- Exercise:
Please rewrite the material from its first line through the line containing "[499,629,525,722]", keeping every line but shifting each bounding box coordinate by -67.
---
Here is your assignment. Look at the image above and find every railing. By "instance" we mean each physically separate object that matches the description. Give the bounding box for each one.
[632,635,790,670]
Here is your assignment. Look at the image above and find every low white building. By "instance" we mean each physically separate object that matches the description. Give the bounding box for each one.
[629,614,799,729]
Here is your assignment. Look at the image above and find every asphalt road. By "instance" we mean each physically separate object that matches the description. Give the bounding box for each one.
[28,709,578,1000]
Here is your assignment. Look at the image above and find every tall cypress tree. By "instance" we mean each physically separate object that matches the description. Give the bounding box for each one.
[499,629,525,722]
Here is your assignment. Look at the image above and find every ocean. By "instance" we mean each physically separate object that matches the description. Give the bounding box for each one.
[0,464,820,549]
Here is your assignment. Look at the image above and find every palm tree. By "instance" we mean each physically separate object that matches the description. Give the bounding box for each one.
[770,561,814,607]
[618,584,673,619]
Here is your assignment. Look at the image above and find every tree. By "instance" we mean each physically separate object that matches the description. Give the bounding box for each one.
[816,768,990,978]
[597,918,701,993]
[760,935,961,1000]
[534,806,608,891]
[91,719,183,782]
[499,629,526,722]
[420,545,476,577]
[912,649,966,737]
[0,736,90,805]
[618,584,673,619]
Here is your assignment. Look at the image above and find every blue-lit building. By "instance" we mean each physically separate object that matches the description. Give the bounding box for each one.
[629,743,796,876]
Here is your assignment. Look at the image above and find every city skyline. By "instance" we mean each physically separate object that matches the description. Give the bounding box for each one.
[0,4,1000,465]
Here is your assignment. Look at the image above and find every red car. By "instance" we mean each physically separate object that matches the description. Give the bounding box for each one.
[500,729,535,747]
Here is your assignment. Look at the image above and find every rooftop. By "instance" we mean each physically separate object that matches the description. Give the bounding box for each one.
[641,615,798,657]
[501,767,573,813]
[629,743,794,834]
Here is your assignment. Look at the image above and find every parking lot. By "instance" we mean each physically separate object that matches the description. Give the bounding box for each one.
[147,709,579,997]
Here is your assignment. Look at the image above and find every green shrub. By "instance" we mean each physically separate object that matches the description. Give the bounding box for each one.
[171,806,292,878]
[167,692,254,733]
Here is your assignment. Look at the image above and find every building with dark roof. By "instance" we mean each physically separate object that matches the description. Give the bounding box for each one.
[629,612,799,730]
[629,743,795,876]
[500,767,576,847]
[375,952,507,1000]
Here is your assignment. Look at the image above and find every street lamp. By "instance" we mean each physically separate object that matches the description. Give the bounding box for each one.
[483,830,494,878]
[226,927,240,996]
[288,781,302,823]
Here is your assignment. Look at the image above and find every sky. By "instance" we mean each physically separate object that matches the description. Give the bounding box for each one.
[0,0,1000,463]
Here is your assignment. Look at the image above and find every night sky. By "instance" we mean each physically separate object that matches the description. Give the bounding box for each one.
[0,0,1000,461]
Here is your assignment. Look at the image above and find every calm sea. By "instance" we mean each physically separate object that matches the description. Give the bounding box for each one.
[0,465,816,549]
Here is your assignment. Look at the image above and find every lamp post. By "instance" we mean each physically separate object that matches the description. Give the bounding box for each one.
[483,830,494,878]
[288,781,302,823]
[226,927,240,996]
---
- Task output:
Here is your assignment. Look at the image above and find every railing. By "instance" we mean each physically separate object that matches the description. Give the bounding box for each one.
[565,568,723,603]
Here is your assignment. Look at the image above and find every low white building. By "instance" we mean each physically separate object that matches the description. Give the bounding box for each one.
[562,547,732,662]
Here is your assignment. Look at the image above and find every asphalt road. By "instance" we mean each physically separate object that matches the description. Give the bounding box for each one.
[-39,642,511,933]
Here is your assignment. Look at the image above and find every tall cypress tree. By "instance" we mean each physically separate object that matches the description. Give the bounding box for each one.
[432,562,458,655]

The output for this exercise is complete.